ENTRIES SHOWN: Begin
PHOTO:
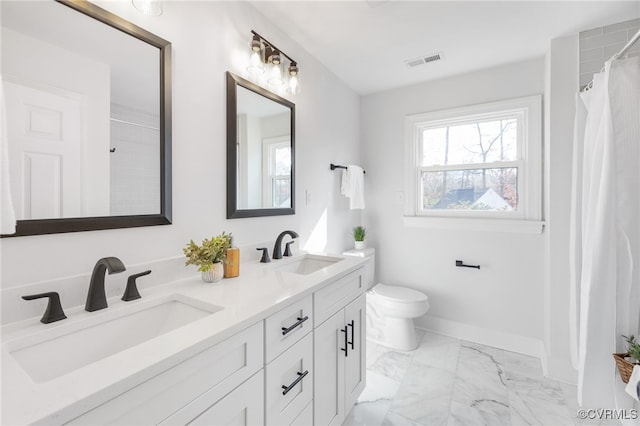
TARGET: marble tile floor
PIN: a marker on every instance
(450, 382)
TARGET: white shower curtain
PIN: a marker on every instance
(605, 234)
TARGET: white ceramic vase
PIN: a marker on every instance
(216, 273)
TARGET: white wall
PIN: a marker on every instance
(209, 38)
(561, 69)
(501, 304)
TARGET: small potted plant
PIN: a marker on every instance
(359, 235)
(626, 361)
(209, 256)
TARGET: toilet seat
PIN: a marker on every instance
(399, 294)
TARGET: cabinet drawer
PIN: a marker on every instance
(328, 300)
(243, 406)
(280, 332)
(305, 418)
(292, 369)
(205, 378)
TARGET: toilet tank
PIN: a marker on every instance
(370, 266)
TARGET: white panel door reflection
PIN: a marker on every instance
(44, 130)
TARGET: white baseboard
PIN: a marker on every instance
(498, 339)
(559, 369)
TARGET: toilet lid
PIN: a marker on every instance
(400, 294)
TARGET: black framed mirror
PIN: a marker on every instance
(88, 108)
(260, 151)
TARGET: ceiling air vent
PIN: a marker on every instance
(424, 59)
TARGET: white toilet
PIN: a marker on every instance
(390, 309)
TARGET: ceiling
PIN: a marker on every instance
(366, 42)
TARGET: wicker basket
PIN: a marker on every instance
(625, 368)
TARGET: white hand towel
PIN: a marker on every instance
(7, 214)
(344, 184)
(355, 190)
(633, 387)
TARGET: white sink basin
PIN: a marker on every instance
(306, 264)
(55, 352)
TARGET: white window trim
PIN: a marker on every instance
(530, 168)
(268, 144)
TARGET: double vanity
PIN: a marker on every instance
(283, 344)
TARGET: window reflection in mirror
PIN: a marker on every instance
(85, 124)
(263, 152)
(260, 152)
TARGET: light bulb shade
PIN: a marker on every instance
(293, 85)
(275, 75)
(275, 58)
(256, 46)
(255, 63)
(148, 7)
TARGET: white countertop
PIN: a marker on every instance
(258, 292)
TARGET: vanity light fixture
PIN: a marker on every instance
(148, 7)
(265, 57)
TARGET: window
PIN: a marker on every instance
(482, 161)
(277, 169)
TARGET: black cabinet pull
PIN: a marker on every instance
(295, 382)
(346, 342)
(352, 325)
(461, 264)
(287, 330)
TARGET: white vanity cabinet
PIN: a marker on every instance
(302, 365)
(289, 369)
(339, 351)
(183, 393)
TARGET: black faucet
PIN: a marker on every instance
(96, 298)
(54, 310)
(277, 249)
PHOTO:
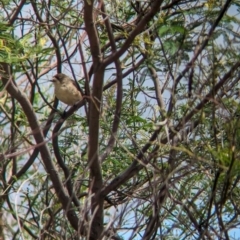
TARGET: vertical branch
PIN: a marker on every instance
(94, 117)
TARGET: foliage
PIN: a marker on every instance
(152, 151)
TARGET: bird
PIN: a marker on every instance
(66, 89)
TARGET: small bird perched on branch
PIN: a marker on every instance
(66, 89)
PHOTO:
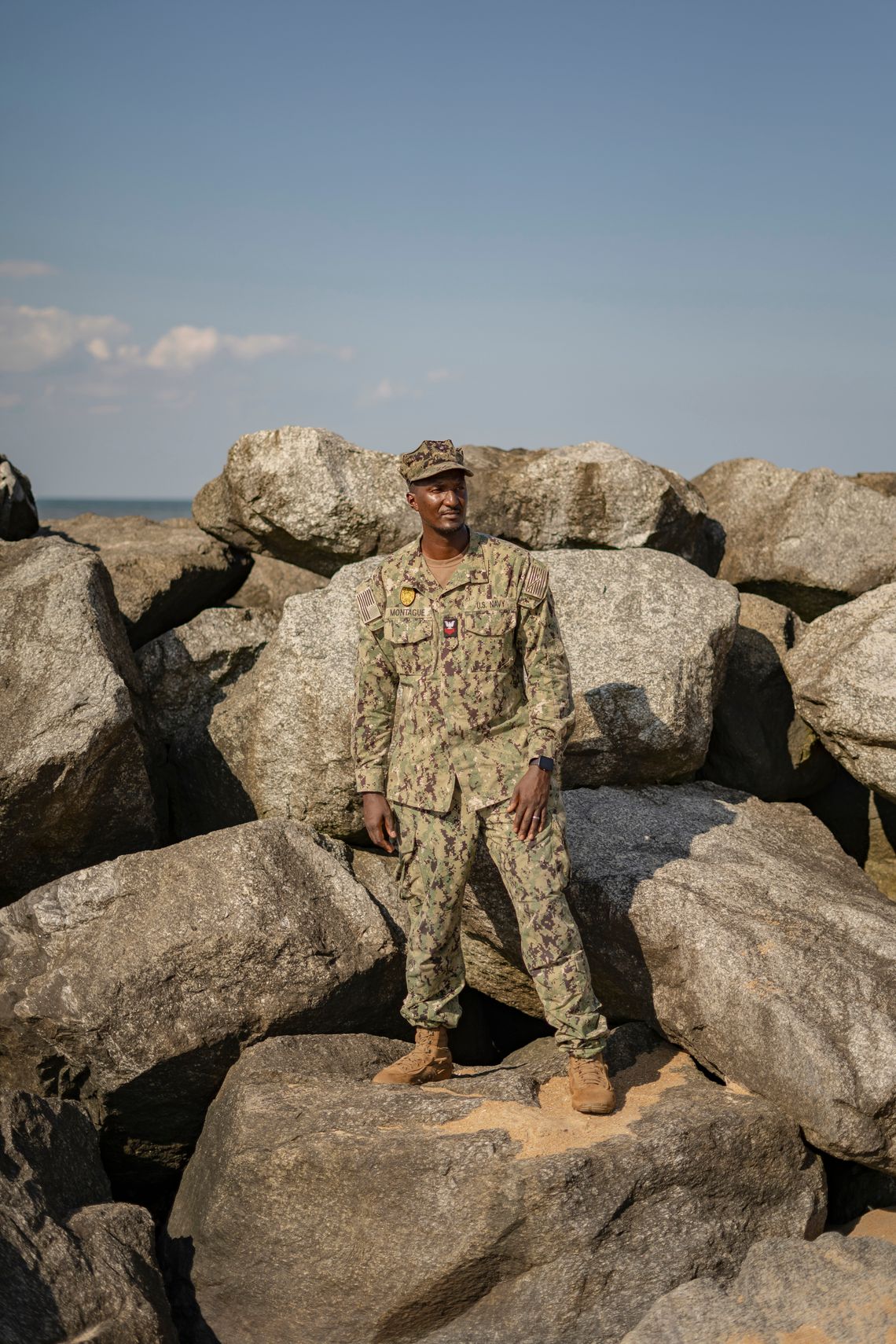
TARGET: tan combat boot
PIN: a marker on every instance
(429, 1062)
(590, 1086)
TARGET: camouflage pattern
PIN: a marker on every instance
(457, 689)
(431, 457)
(435, 857)
(476, 706)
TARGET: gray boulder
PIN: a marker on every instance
(270, 582)
(759, 742)
(312, 499)
(73, 1265)
(309, 498)
(646, 633)
(163, 573)
(18, 509)
(841, 670)
(77, 766)
(744, 931)
(590, 495)
(806, 539)
(477, 1210)
(832, 1291)
(648, 639)
(187, 672)
(134, 986)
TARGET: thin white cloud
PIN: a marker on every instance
(183, 348)
(31, 338)
(24, 269)
(386, 390)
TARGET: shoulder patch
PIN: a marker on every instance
(536, 581)
(367, 607)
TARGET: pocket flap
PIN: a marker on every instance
(407, 632)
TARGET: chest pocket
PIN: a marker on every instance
(490, 637)
(411, 643)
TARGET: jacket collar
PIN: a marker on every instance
(473, 569)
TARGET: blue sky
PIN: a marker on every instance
(664, 225)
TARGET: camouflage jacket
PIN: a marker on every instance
(469, 681)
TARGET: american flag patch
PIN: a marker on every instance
(367, 607)
(536, 581)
ENTRIES SHOWN: End
PROMPT: Copy each line, exactly, that falls between the line containing "TARGET: pocket flap" and the end of the entries, both included.

EXPECTED ANSWER:
TARGET: pocket flap
PIN: a marker on every instance
(407, 632)
TARGET: chest pocket
PIN: a marker on every instance
(490, 637)
(411, 643)
TARGET: jacket collar
PIN: a marker on every instance
(473, 569)
TARGET: blue sky
PIN: a marker on every instance
(664, 225)
TARGET: camouflage jacket
PIN: a marker on every instance
(469, 681)
TARGET: american flag patch
PIN: a marker on every instance
(367, 607)
(536, 581)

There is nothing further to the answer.